■ **TASK BRIEF**: Please repeat, from the entries that follow, the lines from the one containing "Mark every instance of the background" through the one containing "Mark every instance of the residential" exactly, adding nothing.

[[ DATA FOR ANALYSIS, beginning ]]

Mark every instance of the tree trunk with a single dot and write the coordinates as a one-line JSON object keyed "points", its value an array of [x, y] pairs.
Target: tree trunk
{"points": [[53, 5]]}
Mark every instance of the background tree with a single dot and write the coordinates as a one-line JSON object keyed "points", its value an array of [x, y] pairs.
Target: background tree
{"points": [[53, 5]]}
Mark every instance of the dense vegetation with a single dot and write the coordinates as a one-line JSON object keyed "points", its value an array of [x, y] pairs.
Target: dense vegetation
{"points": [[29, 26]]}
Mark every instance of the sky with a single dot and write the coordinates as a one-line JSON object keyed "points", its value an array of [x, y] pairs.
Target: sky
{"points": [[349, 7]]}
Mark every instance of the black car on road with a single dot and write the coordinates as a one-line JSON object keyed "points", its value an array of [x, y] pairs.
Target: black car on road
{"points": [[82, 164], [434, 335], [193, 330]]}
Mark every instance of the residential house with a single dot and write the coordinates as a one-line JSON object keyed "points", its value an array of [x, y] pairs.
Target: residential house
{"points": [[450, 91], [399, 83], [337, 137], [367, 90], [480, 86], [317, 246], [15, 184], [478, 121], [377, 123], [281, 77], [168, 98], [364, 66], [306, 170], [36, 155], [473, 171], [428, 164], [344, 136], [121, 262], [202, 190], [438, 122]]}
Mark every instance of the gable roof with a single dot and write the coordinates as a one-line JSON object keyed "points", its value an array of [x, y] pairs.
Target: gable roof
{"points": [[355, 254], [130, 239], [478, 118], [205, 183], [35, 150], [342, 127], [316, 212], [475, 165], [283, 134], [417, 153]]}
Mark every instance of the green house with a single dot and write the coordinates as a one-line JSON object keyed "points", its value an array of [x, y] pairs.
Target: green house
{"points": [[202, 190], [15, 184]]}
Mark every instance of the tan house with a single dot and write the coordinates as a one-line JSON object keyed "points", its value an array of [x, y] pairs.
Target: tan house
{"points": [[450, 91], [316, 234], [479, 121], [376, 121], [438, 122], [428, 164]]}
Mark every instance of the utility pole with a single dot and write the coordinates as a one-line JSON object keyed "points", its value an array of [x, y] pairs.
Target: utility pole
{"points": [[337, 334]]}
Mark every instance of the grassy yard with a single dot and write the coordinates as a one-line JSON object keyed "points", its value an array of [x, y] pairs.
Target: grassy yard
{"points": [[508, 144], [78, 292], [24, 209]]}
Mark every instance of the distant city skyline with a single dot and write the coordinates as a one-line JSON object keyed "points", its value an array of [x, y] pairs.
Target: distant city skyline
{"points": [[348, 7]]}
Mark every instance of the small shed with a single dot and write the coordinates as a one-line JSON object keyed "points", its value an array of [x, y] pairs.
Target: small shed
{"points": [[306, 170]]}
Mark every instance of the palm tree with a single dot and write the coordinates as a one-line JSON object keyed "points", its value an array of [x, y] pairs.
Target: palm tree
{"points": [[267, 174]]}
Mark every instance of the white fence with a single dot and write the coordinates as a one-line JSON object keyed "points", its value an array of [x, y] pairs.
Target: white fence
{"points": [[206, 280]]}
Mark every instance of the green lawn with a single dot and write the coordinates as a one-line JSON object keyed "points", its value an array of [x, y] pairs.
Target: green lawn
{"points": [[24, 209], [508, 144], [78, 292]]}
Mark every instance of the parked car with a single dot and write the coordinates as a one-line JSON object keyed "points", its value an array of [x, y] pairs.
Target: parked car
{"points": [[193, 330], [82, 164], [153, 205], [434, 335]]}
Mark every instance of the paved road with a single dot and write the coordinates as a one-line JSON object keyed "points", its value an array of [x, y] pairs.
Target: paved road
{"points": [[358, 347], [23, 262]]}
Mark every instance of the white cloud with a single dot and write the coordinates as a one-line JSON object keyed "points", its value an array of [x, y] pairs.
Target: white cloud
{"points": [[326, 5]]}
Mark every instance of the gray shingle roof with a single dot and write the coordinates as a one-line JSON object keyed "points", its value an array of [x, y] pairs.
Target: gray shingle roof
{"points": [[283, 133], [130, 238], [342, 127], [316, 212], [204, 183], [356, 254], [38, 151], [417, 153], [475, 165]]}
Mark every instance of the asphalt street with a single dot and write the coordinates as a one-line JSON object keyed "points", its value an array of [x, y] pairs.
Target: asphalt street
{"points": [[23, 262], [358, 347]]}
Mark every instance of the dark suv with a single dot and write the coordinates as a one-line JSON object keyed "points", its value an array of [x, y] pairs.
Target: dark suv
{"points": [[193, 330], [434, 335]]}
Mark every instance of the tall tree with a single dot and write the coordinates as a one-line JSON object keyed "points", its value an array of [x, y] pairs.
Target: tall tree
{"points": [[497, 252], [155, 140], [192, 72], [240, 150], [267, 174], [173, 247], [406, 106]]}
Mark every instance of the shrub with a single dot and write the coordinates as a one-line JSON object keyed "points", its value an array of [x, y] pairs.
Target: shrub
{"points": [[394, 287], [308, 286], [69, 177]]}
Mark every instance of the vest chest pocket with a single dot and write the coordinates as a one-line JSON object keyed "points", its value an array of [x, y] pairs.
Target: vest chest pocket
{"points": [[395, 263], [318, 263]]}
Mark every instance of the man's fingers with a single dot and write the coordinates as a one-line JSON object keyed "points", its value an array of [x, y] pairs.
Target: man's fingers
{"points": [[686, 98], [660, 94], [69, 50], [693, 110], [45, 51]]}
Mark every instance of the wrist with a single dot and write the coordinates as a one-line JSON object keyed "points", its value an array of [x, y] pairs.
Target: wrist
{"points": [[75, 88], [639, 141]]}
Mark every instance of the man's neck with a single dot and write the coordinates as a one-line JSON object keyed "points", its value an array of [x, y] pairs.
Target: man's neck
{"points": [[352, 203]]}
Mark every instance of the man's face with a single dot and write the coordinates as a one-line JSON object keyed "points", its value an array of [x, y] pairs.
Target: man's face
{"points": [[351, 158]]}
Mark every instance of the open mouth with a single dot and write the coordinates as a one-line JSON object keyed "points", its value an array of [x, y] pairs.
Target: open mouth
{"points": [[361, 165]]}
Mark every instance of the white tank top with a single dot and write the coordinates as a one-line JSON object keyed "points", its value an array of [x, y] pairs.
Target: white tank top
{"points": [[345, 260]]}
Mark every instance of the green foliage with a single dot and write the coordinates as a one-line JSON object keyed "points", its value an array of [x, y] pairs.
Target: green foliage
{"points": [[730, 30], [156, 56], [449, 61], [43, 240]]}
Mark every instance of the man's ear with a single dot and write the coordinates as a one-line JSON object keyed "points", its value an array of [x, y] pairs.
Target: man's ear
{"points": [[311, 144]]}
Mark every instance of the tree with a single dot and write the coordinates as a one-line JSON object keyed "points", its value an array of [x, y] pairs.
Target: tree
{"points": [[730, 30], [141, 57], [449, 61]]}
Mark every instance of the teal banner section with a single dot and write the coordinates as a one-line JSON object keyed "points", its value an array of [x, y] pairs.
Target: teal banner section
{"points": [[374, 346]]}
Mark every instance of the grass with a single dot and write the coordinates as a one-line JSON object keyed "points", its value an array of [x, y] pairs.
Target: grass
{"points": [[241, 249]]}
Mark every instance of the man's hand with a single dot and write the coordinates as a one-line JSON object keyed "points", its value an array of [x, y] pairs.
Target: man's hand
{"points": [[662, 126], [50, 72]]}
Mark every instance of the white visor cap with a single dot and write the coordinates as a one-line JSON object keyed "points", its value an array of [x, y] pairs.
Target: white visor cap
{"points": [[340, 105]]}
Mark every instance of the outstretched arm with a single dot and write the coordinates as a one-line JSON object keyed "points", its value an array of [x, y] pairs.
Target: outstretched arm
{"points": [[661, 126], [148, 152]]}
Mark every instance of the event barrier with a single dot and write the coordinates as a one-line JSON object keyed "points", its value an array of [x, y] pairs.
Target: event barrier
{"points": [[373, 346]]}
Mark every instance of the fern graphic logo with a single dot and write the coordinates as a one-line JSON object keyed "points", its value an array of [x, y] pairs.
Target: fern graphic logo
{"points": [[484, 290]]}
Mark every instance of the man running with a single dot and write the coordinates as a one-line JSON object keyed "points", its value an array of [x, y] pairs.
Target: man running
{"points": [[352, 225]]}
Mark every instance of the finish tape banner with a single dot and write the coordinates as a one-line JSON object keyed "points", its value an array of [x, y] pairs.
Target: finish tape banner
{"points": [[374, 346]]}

[[ DATA FOR ANALYSIS, end ]]

■ **ANSWER TO THIS PROBLEM**:
Mark every instance of the background tree with a single dot and write the coordinates as a one-line JSON object keyed "points", its value an array of [x, y] pairs.
Target: background tree
{"points": [[53, 5]]}
Mark every instance of the dense vegetation with a single dot and write the coordinates as a one-line JSON object keyed "points", its value an array of [x, y] pairs.
Target: dense vegetation
{"points": [[29, 26]]}
Mark every instance of the sky with a single dot and write the coordinates as a one-line JSON object keyed "points", its value an array of [x, y] pairs.
Target: sky
{"points": [[349, 7]]}
Mark every instance of the black car on road with a single dot and write the coordinates as a one-line JSON object keyed "points", its value an array of [x, y] pairs.
Target: black car on road
{"points": [[82, 164], [434, 335], [193, 330]]}
Mark every instance of the residential house with a single dot and write the coordinates as a one-line JSON object keyed "points", its value an array of [x, y] pairs.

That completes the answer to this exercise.